TASK GOAL:
What is needed here is an exact repetition of the records below, beginning at the line that has "Question: Can you identify the bounding box of the black door" and stopping after the line that has "Question: Can you identify the bounding box of the upper".

RECORD SET:
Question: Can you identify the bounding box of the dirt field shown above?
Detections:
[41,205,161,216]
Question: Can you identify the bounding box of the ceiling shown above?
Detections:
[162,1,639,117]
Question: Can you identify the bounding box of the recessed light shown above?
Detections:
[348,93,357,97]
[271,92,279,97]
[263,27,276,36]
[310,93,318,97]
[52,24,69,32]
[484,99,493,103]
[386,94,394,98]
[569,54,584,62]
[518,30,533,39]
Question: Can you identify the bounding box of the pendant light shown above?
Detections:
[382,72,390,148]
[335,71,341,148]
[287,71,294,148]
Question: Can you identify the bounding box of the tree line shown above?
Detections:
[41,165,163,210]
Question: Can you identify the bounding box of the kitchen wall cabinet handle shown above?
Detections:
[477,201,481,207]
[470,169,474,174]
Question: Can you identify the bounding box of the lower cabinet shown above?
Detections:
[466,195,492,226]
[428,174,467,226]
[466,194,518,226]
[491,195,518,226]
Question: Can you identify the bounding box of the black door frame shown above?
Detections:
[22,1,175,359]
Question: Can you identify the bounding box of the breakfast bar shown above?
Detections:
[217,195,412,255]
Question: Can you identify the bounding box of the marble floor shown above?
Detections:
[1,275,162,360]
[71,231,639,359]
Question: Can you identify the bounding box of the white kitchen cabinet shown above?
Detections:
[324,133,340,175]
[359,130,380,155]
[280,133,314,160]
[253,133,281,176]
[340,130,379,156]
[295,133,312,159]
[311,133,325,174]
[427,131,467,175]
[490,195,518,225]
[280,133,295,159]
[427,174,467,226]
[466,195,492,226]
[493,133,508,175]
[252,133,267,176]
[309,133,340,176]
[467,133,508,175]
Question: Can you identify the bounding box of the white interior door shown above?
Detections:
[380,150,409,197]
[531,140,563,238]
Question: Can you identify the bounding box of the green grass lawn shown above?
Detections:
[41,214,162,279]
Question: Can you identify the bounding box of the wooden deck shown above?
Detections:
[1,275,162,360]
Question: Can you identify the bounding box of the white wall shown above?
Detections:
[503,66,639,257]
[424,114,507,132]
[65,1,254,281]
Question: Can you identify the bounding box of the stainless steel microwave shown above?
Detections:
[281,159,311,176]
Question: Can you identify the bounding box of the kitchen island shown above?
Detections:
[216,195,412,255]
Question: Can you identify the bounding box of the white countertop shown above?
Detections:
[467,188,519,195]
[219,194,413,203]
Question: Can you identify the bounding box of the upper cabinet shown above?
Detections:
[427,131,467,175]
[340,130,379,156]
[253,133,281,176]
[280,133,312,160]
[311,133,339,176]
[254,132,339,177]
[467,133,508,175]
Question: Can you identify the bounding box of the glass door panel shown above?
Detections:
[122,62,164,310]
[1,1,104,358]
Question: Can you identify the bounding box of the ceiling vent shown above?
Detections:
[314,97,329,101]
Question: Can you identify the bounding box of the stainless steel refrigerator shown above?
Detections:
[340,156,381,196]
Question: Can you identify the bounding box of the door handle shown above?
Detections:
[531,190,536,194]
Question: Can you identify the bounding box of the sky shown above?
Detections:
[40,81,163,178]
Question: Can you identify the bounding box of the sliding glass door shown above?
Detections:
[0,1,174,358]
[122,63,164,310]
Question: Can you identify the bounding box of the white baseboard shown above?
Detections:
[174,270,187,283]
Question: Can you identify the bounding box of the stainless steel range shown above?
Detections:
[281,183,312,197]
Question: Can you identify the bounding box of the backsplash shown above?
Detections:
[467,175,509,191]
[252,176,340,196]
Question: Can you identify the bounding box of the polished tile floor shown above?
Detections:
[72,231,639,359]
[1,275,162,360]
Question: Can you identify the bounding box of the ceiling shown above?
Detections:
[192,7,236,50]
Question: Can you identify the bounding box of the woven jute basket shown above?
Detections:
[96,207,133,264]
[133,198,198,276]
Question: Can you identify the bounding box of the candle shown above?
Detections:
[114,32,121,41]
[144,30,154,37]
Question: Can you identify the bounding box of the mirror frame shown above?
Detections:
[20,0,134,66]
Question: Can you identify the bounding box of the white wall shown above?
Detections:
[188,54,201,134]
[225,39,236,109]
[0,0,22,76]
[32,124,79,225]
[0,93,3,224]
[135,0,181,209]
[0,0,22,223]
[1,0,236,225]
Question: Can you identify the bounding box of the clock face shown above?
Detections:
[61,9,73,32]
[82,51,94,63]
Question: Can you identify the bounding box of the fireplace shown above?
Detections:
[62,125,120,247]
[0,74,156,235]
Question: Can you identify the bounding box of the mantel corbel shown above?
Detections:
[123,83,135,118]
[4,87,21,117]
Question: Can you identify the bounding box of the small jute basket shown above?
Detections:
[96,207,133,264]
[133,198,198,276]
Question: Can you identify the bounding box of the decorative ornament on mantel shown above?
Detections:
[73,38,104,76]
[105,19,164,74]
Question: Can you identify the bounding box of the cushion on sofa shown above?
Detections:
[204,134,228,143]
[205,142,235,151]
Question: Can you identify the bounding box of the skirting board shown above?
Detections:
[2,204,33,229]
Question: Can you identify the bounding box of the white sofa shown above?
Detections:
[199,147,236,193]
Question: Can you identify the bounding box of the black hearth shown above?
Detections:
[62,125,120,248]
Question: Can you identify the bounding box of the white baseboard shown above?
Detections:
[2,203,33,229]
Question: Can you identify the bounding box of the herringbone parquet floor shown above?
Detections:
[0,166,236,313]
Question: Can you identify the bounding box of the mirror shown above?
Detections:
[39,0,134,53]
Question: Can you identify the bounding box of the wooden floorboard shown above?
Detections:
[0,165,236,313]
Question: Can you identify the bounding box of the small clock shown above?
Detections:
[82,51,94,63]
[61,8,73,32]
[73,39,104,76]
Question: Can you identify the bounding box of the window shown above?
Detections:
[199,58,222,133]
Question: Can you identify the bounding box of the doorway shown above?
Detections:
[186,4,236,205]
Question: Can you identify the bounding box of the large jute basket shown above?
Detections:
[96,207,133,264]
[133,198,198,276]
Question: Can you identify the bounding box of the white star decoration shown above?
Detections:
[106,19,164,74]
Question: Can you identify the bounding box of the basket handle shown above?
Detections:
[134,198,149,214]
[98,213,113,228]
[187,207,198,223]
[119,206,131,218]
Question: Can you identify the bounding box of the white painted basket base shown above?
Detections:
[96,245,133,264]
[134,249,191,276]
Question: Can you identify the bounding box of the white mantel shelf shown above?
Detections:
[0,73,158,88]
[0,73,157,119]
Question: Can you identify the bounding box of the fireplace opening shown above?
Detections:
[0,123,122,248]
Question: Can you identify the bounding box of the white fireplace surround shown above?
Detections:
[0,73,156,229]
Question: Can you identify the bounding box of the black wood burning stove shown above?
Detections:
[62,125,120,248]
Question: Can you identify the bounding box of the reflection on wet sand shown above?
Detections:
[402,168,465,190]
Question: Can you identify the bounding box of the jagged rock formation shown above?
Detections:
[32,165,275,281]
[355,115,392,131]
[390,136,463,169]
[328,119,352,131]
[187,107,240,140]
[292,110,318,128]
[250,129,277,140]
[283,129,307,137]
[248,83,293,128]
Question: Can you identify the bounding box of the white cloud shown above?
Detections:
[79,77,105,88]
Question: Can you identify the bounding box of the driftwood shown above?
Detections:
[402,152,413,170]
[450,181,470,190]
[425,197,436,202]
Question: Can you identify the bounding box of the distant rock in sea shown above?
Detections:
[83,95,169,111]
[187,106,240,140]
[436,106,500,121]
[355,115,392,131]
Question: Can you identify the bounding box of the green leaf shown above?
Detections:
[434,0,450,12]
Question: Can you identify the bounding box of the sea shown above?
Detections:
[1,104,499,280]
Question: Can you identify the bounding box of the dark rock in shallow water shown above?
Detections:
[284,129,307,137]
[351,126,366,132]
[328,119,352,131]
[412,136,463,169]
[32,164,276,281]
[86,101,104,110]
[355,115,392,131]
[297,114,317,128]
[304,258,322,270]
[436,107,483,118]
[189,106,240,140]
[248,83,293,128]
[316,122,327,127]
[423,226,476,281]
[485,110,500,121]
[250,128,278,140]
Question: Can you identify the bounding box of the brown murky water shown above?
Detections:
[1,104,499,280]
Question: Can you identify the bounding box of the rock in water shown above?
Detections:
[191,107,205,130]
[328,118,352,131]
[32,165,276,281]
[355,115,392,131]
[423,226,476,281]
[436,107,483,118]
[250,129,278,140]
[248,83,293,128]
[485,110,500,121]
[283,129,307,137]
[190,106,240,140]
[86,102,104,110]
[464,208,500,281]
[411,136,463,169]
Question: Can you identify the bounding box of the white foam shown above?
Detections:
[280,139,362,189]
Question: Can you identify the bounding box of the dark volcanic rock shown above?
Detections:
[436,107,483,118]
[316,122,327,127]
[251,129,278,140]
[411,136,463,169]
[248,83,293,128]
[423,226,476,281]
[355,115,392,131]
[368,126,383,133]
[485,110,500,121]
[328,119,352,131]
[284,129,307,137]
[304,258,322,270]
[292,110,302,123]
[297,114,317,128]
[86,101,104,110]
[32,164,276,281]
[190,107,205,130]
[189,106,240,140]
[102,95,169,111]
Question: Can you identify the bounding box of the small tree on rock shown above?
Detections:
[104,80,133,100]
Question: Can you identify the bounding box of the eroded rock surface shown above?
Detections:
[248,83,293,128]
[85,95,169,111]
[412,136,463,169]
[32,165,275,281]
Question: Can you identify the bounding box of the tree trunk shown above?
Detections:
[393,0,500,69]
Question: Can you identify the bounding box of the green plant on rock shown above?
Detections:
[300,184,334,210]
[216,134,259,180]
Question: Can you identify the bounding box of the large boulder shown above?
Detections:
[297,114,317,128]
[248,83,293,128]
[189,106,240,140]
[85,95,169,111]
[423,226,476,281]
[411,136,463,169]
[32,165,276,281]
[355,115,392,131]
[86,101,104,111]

SOLUTION TO THIS PROBLEM:
Question: Can you identify the bounding box of the black door frame shown above?
Detections:
[22,1,175,359]
Question: Can you identify the bounding box of the breakfast bar shown above?
Detections:
[217,195,412,255]
Question: Can you identify the bounding box of the marble floor shown above?
Detections:
[1,275,162,360]
[71,231,639,359]
Question: Can you identify the bounding box of the white kitchen cabinet shown above?
Detections:
[324,133,340,175]
[359,130,380,155]
[280,133,314,160]
[253,133,281,176]
[340,130,379,156]
[295,133,312,159]
[311,133,325,174]
[427,131,467,175]
[490,195,518,225]
[280,133,295,159]
[427,174,467,226]
[466,195,492,226]
[493,133,508,175]
[252,133,267,176]
[309,133,340,176]
[467,133,508,175]
Question: Can you identify the bounding box of the white interior door shown above?
Detections:
[380,150,409,197]
[531,140,563,238]
Question: Can you identify the bounding box of the green grass lawn shown above?
Detections:
[41,214,162,279]
Question: Can you identify the bounding box of the wooden deck shown above?
Detections:
[1,275,162,360]
Question: Can you identify the bounding box of the white wall shown above?
Detections:
[503,66,639,257]
[424,114,507,132]
[65,1,254,281]
Question: Can you identify the bounding box of the stainless steel microwave shown above?
Detections:
[281,159,311,176]
Question: Can you identify the bounding box of the kitchen island shown above?
Detections:
[216,195,412,255]
Question: Can you identify the bounding box of the white countertop shown above?
Detections:
[467,188,519,195]
[219,194,413,203]
Question: Can you identify the bounding box of the upper cabinet shown above?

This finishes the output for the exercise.